→ PASSAGE TO READ
==============================

If you’re not visiting my other site — or subscribing to it in your RSS reader, or following its Twitter feed — here’s some of what you may have missed lately:

Guest Post by Victoria Pynchon

This just in from my IP ADR Blog colleague Mike Young of Alston + Bird

I wish I was clever enough to make this stuff up, but I’m not.  Only reality can be this bizarre.

A sexual harassment defendant settles the case for $1.3 million.  Not satisfied with the usual “no admission of liability” clause found in most settlement agreements, Mr. Harasser insists on an adjudication of NON-liability as a condition to paying the $1.3 million.

Here’s how the parties work it:

As part of the settlement, the harassment dispute will be “arbitrated” based on stipulated facts.  The defendant will have sole discretion in the selection of the “arbitrator” and will pay the entire fee.  The stipulated facts are, essentially, “defendant is innocent and plaintiff is wrong.”

Not only does the settlement agreement set forth the stipulated facts for the “arbitration,” it also dictates the arbitration award, word for word (essentially “the defendant is innocent and the plaintiff is wrong), and then spells out the press release that will follow the “arbitration,” that the defendant was totally vindicated in the lawsuit by a defense award (leaving out, of course, the part about paying $1.3 million to the plaintiff).

With me so far?

A fake arbitration to be followed by a false press release…and then the defendant pays the $1.3 million.

This is pulling a fast one on the public and a perversion of the justice system since the fake arbitration award would inevitably be followed by an uncontested entry of judgment based on the arbitral award.

Were I the defendant, I would be pretty careful to select an arbitrator who I knew would go along with this, like my [hypothetical] sociopathic uncle.  I certainly wouldn’t select a former judge and one of the State’s top private jurists.

But, what do I know.  In this case, the defendant with the unilateral right to select the arbitrator for this “arbitration” selected a former San Francisco judge sitting on the prominent JAMS panel, Daniel Weinstein.

To no one’s surprise except maybe the defendant, the plaintiff didn’t show up for the “arbitration.”  Why should she?  Based on the stipulated facts, she already “lost” the “arbitration.”  For reasons that are not fully explained in the subsequent legal opinion, but probably because Weinstein is smart and ethical enough to know a rat when he sees one running across his conference room table, Weinstein refused to participate in the sham proceeding.

==============================

→ STORED RECORDS
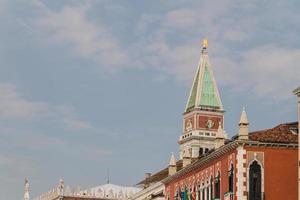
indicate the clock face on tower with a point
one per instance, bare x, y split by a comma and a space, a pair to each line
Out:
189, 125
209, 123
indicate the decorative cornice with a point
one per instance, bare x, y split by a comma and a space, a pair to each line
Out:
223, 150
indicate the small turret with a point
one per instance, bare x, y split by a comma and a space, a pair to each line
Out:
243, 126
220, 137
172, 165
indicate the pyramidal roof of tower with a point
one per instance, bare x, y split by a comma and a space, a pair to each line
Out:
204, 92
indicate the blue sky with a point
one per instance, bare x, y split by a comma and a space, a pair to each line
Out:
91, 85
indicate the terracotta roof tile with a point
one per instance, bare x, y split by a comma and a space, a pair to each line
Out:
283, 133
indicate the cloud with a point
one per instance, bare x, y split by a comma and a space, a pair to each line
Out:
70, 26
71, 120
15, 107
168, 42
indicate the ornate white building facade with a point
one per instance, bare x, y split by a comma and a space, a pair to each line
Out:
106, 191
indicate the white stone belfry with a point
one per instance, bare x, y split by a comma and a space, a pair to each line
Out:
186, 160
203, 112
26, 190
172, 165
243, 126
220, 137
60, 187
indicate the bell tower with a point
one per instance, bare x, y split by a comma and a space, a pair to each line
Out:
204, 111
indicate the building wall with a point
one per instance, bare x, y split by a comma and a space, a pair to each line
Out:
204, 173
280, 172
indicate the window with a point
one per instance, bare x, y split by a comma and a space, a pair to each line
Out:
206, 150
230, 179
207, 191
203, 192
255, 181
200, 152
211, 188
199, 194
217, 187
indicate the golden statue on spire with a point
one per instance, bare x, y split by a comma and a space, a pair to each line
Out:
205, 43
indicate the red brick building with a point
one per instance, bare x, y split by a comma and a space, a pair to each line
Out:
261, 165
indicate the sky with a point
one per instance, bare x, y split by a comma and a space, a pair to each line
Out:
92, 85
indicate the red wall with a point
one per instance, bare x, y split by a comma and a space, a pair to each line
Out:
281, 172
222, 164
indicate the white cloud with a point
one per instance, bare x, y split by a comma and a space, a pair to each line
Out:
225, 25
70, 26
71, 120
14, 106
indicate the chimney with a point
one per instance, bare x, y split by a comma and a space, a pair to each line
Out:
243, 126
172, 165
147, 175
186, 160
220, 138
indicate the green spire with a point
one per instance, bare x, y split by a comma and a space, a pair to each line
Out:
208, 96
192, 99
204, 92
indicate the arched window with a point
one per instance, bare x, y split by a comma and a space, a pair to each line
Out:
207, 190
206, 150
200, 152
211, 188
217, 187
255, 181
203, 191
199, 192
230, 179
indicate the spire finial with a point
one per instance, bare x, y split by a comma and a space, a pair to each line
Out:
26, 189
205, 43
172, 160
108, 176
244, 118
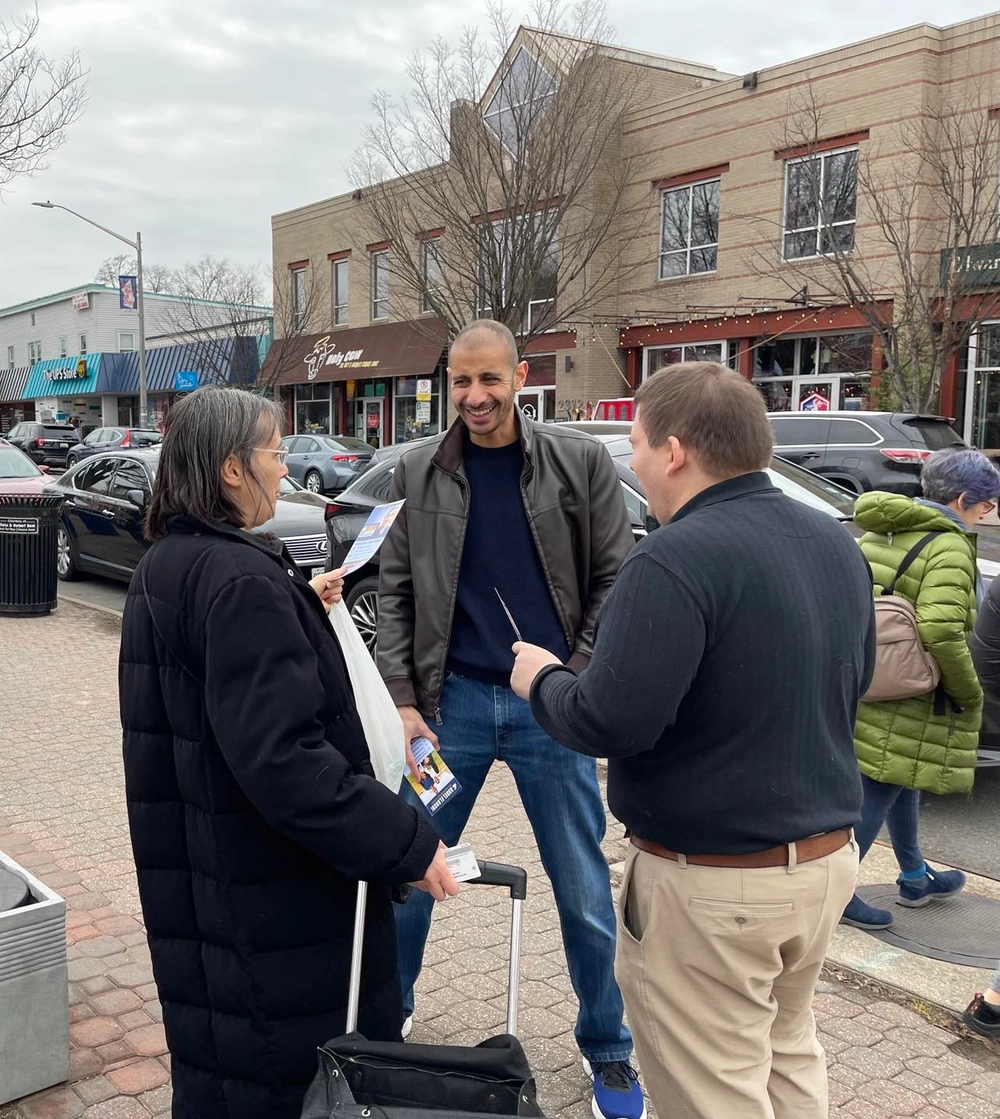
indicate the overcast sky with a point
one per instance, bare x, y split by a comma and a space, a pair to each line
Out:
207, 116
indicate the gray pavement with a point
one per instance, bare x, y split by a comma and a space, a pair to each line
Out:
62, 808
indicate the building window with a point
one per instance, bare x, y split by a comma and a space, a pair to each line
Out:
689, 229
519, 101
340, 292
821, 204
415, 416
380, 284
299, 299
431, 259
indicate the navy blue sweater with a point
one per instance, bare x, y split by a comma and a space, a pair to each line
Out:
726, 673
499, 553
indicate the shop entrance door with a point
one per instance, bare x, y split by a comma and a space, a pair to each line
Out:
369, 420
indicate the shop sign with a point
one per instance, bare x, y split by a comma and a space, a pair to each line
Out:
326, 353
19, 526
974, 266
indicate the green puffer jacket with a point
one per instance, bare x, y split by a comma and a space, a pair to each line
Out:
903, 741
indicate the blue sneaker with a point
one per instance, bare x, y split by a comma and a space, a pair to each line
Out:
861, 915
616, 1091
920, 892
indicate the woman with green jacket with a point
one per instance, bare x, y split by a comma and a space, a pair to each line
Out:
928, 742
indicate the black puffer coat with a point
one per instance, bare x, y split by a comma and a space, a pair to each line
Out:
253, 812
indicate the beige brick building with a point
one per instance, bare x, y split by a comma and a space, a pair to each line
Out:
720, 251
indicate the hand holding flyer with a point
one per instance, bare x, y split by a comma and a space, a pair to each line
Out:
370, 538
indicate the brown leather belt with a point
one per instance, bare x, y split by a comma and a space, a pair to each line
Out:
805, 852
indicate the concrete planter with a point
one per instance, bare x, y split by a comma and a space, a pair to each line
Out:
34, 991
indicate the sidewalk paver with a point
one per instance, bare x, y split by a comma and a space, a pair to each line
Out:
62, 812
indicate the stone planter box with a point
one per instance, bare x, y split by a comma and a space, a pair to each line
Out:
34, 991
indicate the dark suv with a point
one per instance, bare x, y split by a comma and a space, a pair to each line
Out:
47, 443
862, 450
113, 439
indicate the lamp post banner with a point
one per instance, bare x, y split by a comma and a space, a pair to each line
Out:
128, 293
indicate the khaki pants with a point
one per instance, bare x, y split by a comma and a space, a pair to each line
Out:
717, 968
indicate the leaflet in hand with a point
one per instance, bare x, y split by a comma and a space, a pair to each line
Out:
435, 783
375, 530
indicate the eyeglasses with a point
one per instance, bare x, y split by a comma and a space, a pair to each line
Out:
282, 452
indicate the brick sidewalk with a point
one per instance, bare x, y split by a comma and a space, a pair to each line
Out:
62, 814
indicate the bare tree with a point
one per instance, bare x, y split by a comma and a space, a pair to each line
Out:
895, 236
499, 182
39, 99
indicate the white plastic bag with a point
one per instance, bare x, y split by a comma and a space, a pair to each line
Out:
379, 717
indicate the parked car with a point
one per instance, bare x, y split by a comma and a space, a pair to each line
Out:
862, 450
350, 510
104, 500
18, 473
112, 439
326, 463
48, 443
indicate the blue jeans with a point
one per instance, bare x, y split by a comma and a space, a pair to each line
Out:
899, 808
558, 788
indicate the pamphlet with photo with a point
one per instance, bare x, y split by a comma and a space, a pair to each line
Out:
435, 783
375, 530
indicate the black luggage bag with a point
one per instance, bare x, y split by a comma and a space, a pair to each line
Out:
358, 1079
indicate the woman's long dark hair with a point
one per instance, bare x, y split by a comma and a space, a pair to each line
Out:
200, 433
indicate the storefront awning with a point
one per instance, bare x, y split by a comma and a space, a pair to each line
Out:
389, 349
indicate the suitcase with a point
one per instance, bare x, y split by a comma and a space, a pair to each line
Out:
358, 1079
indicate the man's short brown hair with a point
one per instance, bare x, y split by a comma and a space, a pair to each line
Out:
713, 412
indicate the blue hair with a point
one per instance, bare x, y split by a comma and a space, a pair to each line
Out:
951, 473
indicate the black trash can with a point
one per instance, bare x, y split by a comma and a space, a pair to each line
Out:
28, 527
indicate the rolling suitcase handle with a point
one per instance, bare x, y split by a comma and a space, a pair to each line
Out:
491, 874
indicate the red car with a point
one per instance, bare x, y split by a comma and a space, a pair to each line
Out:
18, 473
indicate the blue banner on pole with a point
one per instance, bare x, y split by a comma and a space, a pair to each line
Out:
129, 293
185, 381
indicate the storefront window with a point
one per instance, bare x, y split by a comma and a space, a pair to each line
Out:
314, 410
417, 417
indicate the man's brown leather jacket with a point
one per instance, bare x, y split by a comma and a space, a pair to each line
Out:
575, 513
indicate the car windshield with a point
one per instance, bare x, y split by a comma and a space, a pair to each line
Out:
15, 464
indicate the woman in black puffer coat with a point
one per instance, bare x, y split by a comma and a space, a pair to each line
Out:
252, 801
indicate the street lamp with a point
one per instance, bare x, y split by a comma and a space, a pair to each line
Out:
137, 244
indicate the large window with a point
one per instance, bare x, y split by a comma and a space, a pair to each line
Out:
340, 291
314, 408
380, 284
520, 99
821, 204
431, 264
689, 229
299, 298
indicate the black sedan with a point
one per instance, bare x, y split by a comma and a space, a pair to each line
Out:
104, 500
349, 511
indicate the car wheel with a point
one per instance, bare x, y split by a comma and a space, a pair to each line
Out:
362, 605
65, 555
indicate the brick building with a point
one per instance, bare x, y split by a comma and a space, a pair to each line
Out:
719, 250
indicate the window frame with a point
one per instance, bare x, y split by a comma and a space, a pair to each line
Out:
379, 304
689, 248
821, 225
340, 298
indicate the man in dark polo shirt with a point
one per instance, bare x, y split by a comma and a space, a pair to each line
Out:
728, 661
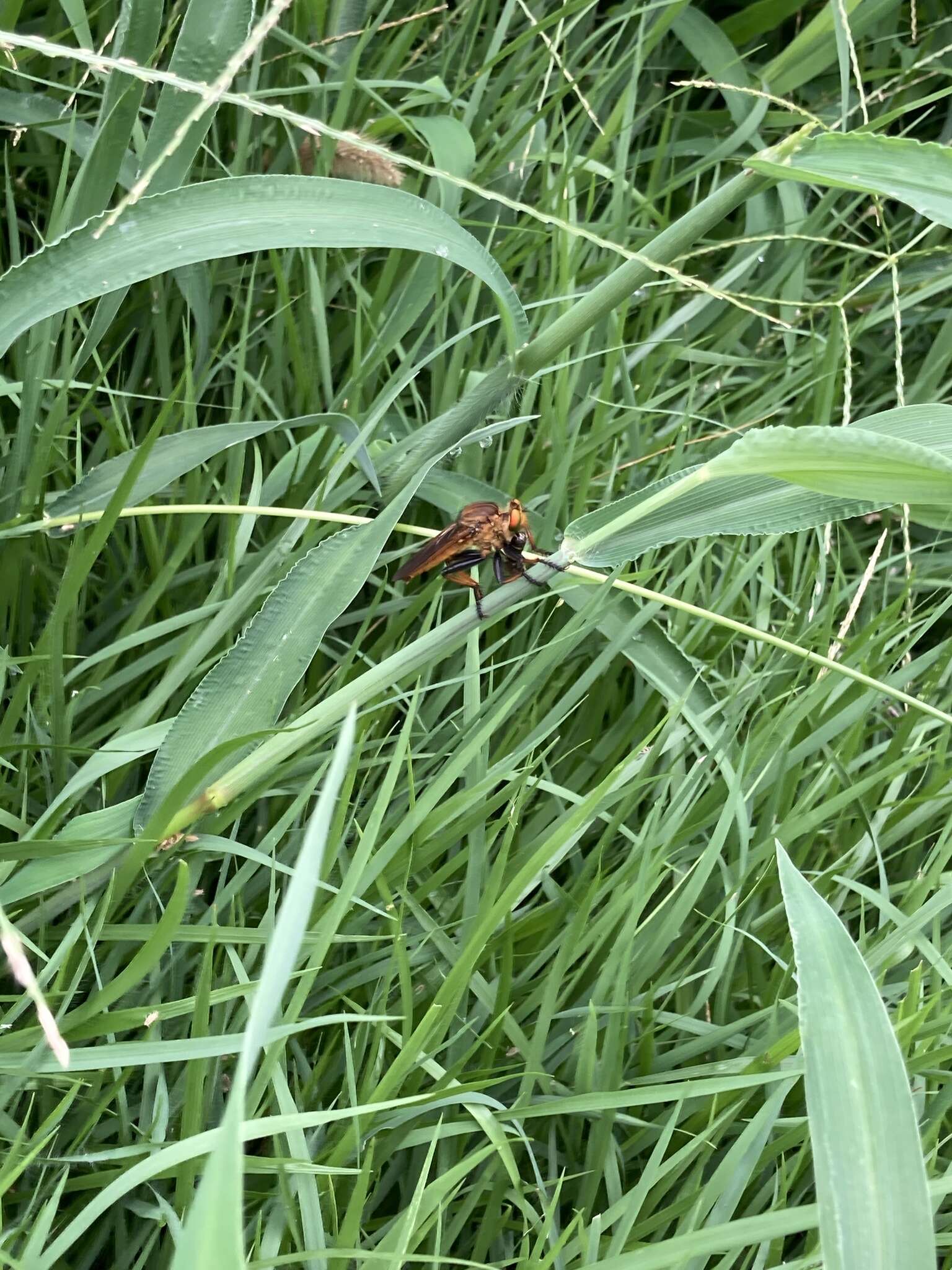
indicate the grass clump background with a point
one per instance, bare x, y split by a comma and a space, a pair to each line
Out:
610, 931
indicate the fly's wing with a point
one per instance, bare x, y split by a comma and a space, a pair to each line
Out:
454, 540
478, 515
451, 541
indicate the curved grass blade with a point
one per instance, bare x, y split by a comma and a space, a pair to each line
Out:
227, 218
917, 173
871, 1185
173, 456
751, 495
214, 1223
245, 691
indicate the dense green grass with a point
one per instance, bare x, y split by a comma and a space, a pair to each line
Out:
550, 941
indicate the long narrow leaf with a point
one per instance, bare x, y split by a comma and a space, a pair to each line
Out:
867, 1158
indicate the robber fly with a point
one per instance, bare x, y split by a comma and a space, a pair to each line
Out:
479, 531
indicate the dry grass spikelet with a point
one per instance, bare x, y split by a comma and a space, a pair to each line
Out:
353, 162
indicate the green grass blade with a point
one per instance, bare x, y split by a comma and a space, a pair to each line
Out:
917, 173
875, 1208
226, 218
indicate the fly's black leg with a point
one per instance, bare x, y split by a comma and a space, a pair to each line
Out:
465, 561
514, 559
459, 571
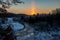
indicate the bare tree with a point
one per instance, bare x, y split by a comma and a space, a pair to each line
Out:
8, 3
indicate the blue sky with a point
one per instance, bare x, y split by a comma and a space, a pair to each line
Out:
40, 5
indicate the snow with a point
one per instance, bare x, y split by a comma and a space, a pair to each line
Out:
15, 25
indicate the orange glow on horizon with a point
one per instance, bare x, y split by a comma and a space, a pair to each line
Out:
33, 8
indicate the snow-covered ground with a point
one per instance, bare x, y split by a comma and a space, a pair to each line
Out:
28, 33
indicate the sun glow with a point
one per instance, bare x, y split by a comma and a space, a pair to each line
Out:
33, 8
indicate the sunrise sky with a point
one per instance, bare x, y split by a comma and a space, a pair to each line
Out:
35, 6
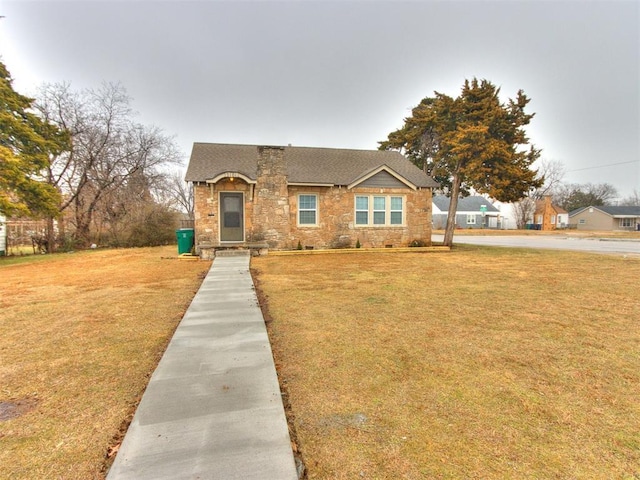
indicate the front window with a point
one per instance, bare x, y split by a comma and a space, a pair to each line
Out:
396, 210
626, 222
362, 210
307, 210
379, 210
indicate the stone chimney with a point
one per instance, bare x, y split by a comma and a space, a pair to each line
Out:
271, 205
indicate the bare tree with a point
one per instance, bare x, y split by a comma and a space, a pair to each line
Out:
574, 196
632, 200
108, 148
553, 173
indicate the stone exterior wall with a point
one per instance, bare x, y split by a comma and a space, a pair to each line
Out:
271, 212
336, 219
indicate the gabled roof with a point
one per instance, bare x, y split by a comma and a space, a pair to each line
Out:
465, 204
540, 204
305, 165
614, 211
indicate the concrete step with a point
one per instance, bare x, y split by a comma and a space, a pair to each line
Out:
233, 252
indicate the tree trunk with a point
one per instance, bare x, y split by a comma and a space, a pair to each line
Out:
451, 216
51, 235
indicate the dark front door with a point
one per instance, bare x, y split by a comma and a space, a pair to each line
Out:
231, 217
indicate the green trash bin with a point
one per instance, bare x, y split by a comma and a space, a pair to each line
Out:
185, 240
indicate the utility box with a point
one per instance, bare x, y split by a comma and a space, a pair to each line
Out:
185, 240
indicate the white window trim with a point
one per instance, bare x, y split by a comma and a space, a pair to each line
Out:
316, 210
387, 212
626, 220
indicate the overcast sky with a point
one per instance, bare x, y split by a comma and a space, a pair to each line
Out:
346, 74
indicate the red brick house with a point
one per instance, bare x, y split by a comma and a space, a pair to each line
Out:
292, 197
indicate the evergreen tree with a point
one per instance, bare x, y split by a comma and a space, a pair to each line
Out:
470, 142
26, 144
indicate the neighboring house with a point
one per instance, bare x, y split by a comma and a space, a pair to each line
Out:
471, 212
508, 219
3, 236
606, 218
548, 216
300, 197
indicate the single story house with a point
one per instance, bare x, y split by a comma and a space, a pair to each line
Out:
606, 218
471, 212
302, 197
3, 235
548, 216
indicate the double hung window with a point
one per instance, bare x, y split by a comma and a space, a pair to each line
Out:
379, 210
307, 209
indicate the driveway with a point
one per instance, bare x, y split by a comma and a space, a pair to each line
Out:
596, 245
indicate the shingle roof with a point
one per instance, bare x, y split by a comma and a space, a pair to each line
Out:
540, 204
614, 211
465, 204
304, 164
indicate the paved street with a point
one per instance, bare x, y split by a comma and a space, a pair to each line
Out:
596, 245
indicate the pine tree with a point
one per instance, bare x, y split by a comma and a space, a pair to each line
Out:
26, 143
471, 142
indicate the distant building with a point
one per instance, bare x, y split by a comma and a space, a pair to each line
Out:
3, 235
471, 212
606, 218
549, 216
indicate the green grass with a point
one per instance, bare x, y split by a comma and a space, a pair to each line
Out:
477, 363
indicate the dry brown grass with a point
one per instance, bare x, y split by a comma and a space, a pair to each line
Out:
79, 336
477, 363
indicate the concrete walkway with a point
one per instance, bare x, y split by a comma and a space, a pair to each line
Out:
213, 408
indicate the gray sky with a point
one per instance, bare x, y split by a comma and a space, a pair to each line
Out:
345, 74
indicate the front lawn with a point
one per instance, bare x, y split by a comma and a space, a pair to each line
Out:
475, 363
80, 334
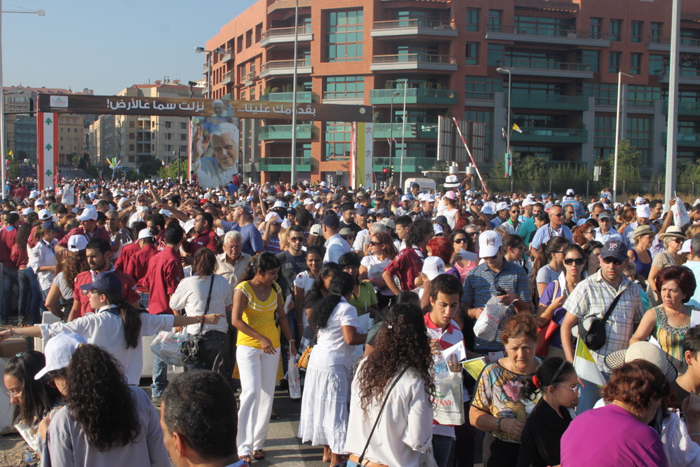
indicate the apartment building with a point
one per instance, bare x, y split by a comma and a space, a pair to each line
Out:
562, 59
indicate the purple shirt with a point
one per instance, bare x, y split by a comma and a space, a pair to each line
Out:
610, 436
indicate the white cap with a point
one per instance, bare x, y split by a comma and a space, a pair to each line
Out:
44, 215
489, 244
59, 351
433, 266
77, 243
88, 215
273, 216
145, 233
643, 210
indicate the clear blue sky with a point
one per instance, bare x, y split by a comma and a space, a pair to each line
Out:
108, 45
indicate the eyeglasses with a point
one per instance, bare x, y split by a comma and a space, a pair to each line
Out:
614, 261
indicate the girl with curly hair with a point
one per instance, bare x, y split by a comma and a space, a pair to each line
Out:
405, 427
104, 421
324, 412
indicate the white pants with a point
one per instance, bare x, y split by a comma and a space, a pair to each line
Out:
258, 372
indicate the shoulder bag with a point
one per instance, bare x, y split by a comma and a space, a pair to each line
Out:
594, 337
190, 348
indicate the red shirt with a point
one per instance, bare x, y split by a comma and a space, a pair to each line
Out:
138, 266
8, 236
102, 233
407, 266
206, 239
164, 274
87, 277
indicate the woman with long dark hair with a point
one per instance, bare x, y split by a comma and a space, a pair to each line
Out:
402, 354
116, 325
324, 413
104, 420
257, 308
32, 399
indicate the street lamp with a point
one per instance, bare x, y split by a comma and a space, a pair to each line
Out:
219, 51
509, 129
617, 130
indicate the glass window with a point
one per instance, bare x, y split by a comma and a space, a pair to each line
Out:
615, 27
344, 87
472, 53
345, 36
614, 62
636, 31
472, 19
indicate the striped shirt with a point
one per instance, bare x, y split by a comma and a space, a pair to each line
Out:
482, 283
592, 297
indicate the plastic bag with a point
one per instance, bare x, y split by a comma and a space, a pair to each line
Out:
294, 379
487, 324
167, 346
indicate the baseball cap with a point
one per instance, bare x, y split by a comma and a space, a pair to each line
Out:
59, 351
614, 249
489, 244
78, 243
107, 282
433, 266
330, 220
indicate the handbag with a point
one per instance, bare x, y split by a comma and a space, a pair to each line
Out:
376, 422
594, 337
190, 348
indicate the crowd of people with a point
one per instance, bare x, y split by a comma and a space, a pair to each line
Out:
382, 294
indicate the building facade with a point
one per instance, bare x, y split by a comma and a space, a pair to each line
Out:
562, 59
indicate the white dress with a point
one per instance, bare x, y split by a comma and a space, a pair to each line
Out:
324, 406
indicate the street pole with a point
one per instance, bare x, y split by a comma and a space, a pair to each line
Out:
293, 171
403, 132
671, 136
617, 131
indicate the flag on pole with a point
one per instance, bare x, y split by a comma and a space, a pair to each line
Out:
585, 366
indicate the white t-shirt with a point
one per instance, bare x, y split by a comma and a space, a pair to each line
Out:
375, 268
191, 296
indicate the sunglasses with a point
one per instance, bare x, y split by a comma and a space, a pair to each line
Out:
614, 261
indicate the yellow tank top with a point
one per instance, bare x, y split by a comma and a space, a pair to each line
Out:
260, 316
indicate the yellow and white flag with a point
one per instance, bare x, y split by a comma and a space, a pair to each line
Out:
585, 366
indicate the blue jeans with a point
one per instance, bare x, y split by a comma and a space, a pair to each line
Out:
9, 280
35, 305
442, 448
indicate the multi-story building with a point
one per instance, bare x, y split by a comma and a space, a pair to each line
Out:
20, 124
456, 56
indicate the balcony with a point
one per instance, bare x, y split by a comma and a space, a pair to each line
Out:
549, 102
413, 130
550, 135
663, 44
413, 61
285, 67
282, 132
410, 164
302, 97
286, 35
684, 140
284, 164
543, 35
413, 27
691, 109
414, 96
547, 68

==============================

→ COMPLETE THE FOLLOWING
A: In the post about the sham arbitration, whom did the defendant choose as arbitrator?
B: According to the post about the sham arbitration, why didn't the plaintiff show up for the "arbitration"?
The material has nothing to do with the text.

→ SOLUTIONS FOR EACH TASK
A: Daniel Weinstein, a former San Francisco judge on the JAMS panel.

B: The stipulated facts already said the defendant was innocent and the plaintiff was wrong, so she had in effect already "lost" the "arbitration." There was no reason for her to attend.